### Short exercise
How many lines in the items below contain the word "shelf"? Reply with the number alone.

(Source records)
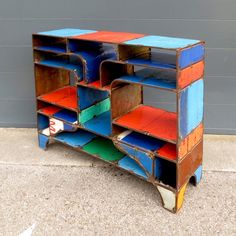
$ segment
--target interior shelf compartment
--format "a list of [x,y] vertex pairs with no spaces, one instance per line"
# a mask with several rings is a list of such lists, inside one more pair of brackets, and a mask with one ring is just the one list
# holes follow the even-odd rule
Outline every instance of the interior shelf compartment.
[[98,116],[93,117],[82,125],[84,128],[91,130],[103,136],[112,134],[111,112],[107,111]]
[[106,161],[118,161],[125,155],[120,152],[109,139],[96,137],[82,148],[85,152]]
[[137,133],[131,130],[126,130],[120,133],[117,138],[119,142],[128,144],[134,149],[154,152],[157,156],[175,161],[177,158],[176,145],[165,141]]
[[114,80],[176,91],[175,71],[140,66],[137,68],[120,61],[104,61],[101,65],[101,86],[110,85]]
[[70,123],[70,124],[77,124],[78,123],[78,115],[77,112],[64,109],[62,107],[57,107],[45,102],[40,101],[40,108],[38,109],[38,113],[54,117],[61,121]]
[[132,45],[119,45],[119,57],[132,65],[176,70],[176,51]]
[[54,139],[72,147],[83,147],[96,137],[95,134],[78,129],[76,132],[62,132],[57,134]]
[[33,35],[33,47],[37,50],[55,53],[65,53],[66,38],[51,37],[46,35]]
[[114,47],[109,44],[70,39],[68,47],[71,53],[83,61],[86,83],[99,79],[99,68],[102,61],[117,58]]
[[156,158],[154,165],[158,182],[176,188],[176,163]]
[[65,86],[52,92],[38,96],[37,99],[60,106],[66,109],[77,111],[77,94],[74,86]]
[[177,115],[163,109],[139,105],[113,123],[171,143],[177,142]]
[[132,158],[125,156],[121,160],[119,160],[118,165],[129,172],[133,172],[136,175],[139,175],[143,177],[144,179],[147,179],[147,175],[145,171],[139,166],[139,164],[133,160]]
[[78,81],[83,79],[82,61],[81,58],[76,55],[34,51],[34,62],[38,65],[74,72],[77,75]]

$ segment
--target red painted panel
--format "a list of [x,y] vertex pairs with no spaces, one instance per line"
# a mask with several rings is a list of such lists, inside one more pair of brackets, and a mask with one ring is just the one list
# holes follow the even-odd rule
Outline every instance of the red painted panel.
[[204,73],[204,61],[199,61],[196,64],[193,64],[179,73],[179,86],[184,88],[192,82],[200,79]]
[[40,99],[72,109],[77,108],[76,88],[67,86],[40,96]]
[[170,160],[176,160],[176,145],[167,143],[157,150],[157,154]]
[[141,105],[118,118],[115,123],[157,138],[175,141],[177,136],[176,114],[159,108]]
[[122,43],[127,40],[141,38],[145,34],[135,34],[127,32],[110,32],[110,31],[99,31],[91,34],[84,34],[80,36],[74,36],[74,39],[85,39],[104,43]]
[[48,106],[45,108],[40,109],[40,111],[42,113],[44,113],[45,115],[54,115],[56,112],[60,111],[62,108],[60,107],[55,107],[55,106]]

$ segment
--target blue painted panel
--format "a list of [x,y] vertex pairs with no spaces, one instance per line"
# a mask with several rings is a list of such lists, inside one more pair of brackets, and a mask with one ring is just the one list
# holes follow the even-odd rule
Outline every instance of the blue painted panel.
[[39,134],[38,140],[39,140],[39,147],[42,149],[46,149],[49,138],[43,134]]
[[59,112],[53,115],[55,118],[64,120],[69,123],[75,123],[77,121],[77,114],[76,112],[69,111],[67,109],[62,109]]
[[38,129],[43,130],[49,127],[49,118],[47,116],[38,114]]
[[55,47],[55,46],[38,46],[37,49],[41,51],[53,51],[58,53],[66,53],[66,49],[63,47]]
[[180,137],[184,138],[203,119],[203,80],[191,84],[180,94]]
[[194,176],[196,178],[196,184],[199,184],[202,178],[202,165],[200,165],[197,170],[194,172]]
[[147,179],[147,175],[144,172],[144,170],[137,164],[136,161],[134,161],[132,158],[125,156],[122,158],[118,165],[128,171],[133,171],[135,174],[142,176],[143,178]]
[[149,35],[149,36],[144,36],[142,38],[129,40],[124,43],[129,45],[142,45],[147,47],[158,47],[163,49],[177,49],[177,48],[187,47],[198,42],[200,41],[195,39]]
[[136,132],[130,133],[121,140],[130,145],[133,145],[134,147],[144,148],[149,151],[155,151],[162,147],[165,143],[161,140]]
[[108,97],[108,92],[79,86],[79,109],[83,110]]
[[66,70],[73,70],[75,71],[79,78],[83,78],[83,67],[82,65],[75,65],[75,64],[70,64],[67,61],[62,61],[62,60],[43,60],[37,62],[40,65],[45,65],[45,66],[51,66],[51,67],[56,67],[56,68],[62,68]]
[[179,67],[182,69],[203,59],[205,48],[202,44],[185,49],[179,56]]
[[168,63],[158,62],[154,59],[132,58],[126,61],[129,64],[137,66],[150,66],[158,69],[175,69],[176,66]]
[[102,113],[99,116],[94,117],[93,119],[85,122],[83,126],[92,130],[98,134],[109,136],[111,135],[111,112],[107,111]]
[[133,147],[130,147],[126,144],[120,143],[119,146],[130,156],[137,158],[144,169],[152,174],[152,163],[153,160],[147,155],[147,153],[136,150]]
[[99,79],[99,68],[103,60],[116,59],[114,50],[109,51],[79,51],[75,52],[76,55],[81,56],[85,61],[85,81],[91,83]]
[[94,32],[97,32],[97,31],[65,28],[65,29],[39,32],[38,34],[47,35],[47,36],[55,36],[55,37],[71,37],[71,36],[78,36],[78,35],[89,34],[89,33],[94,33]]
[[55,140],[65,142],[72,147],[82,147],[83,145],[85,145],[86,143],[88,143],[95,137],[96,137],[95,134],[92,134],[85,130],[78,130],[74,133],[63,132],[63,133],[57,134],[55,137]]

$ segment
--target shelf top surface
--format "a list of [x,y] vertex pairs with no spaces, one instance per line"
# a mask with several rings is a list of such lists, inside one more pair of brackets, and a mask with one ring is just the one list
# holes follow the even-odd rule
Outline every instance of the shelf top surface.
[[72,28],[65,28],[65,29],[57,29],[57,30],[50,30],[39,32],[39,35],[45,36],[54,36],[54,37],[72,37],[75,35],[82,35],[88,33],[94,33],[96,30],[85,30],[85,29],[72,29]]
[[177,50],[201,43],[200,40],[145,35],[130,32],[96,31],[86,29],[58,29],[39,32],[37,35],[69,37],[71,39],[90,40],[102,43],[125,44],[134,46],[154,47],[160,49]]

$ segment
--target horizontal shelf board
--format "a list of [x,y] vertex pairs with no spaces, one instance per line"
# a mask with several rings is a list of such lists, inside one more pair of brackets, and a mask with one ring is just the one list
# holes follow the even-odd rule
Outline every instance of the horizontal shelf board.
[[176,145],[171,143],[166,143],[160,149],[156,150],[156,153],[158,156],[168,160],[175,161],[177,159]]
[[121,133],[117,139],[133,147],[139,147],[149,151],[155,151],[165,144],[162,140],[132,131]]
[[118,161],[124,156],[124,154],[114,146],[111,140],[101,137],[93,139],[83,146],[82,149],[106,161]]
[[66,61],[62,60],[42,60],[35,62],[36,64],[43,65],[43,66],[49,66],[49,67],[56,67],[56,68],[61,68],[65,70],[70,70],[70,71],[77,71],[77,74],[82,78],[83,75],[83,67],[80,65],[75,65],[75,64],[70,64],[67,63]]
[[147,179],[145,171],[134,161],[132,158],[125,156],[119,162],[118,165],[129,172],[134,172],[136,175],[139,175]]
[[85,30],[85,29],[73,29],[73,28],[65,28],[65,29],[58,29],[58,30],[50,30],[44,32],[38,32],[38,35],[45,35],[45,36],[53,36],[53,37],[72,37],[75,35],[83,35],[88,33],[94,33],[95,30]]
[[61,111],[58,111],[53,115],[53,117],[72,124],[76,124],[78,122],[77,113],[67,109],[62,109]]
[[95,134],[85,130],[77,130],[76,132],[62,132],[57,134],[54,139],[66,143],[72,147],[82,147],[96,137]]
[[77,95],[76,88],[73,86],[66,86],[50,93],[43,94],[37,99],[58,105],[70,110],[77,110]]
[[177,141],[176,113],[159,108],[140,105],[113,123],[168,142]]
[[138,57],[130,58],[126,60],[126,62],[132,65],[147,66],[147,67],[152,67],[152,68],[157,68],[157,69],[171,69],[171,70],[176,69],[176,65],[159,62],[155,60],[154,57],[151,57],[150,59],[143,59],[143,58],[138,58]]
[[145,71],[137,72],[135,75],[125,75],[117,79],[127,81],[129,83],[138,83],[143,86],[150,86],[174,92],[176,91],[176,80],[162,79],[161,77],[154,77],[154,76],[152,77],[151,72],[148,72],[148,70]]
[[107,111],[99,116],[95,116],[93,119],[85,122],[83,127],[103,136],[111,135],[111,112]]
[[90,41],[97,41],[103,43],[122,43],[127,40],[140,38],[144,34],[128,33],[128,32],[111,32],[111,31],[99,31],[91,34],[74,36],[74,39],[83,39]]
[[142,38],[126,41],[124,43],[128,45],[141,45],[161,49],[178,49],[200,43],[200,41],[195,39],[147,35]]
[[66,53],[66,48],[56,46],[37,46],[34,49],[46,52]]

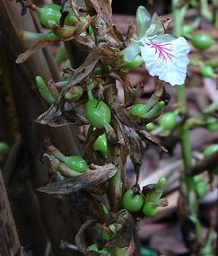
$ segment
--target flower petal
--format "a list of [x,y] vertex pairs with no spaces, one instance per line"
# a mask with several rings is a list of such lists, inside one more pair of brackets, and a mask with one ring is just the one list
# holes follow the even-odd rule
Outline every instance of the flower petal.
[[[171,85],[184,84],[188,64],[187,54],[190,50],[187,40],[180,37],[164,43],[158,43],[147,39],[140,47],[142,57],[149,74]],[[173,38],[172,38],[173,39]]]

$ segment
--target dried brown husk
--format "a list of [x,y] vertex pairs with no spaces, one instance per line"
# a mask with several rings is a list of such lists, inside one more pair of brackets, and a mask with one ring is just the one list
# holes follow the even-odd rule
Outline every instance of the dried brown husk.
[[85,190],[74,192],[71,195],[71,200],[73,207],[76,208],[79,213],[84,216],[89,215],[97,219],[100,223],[107,222],[108,216],[102,210],[100,201],[91,193]]
[[106,243],[105,247],[128,248],[131,245],[135,232],[135,223],[132,215],[126,210],[121,210],[118,213],[115,223],[120,225],[120,228]]
[[[60,92],[59,96],[57,100],[51,105],[51,107],[43,114],[41,114],[38,119],[37,122],[41,124],[47,124],[51,127],[57,127],[57,126],[64,126],[66,124],[76,124],[76,120],[69,120],[68,118],[65,116],[63,117],[63,97],[64,94],[72,87],[74,86],[81,82],[83,82],[86,77],[92,73],[92,71],[94,69],[98,60],[99,60],[99,49],[95,47],[90,54],[87,56],[86,59],[83,61],[83,63],[75,69],[73,77],[69,84],[65,86],[65,88]],[[77,113],[77,117],[79,119],[84,119],[84,111],[82,107],[79,107],[79,102],[74,102],[71,104],[65,104],[64,105],[64,108],[66,106],[72,106],[74,107],[74,104],[78,105],[75,110]],[[76,116],[76,115],[75,115]]]
[[74,191],[79,191],[92,186],[99,185],[113,177],[118,171],[118,168],[112,163],[107,163],[103,166],[91,164],[90,167],[94,169],[90,169],[85,173],[77,177],[38,188],[36,190],[47,194],[69,194]]

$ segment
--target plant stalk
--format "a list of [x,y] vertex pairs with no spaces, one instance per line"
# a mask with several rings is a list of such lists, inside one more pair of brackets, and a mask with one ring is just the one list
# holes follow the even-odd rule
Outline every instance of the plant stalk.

### Final answer
6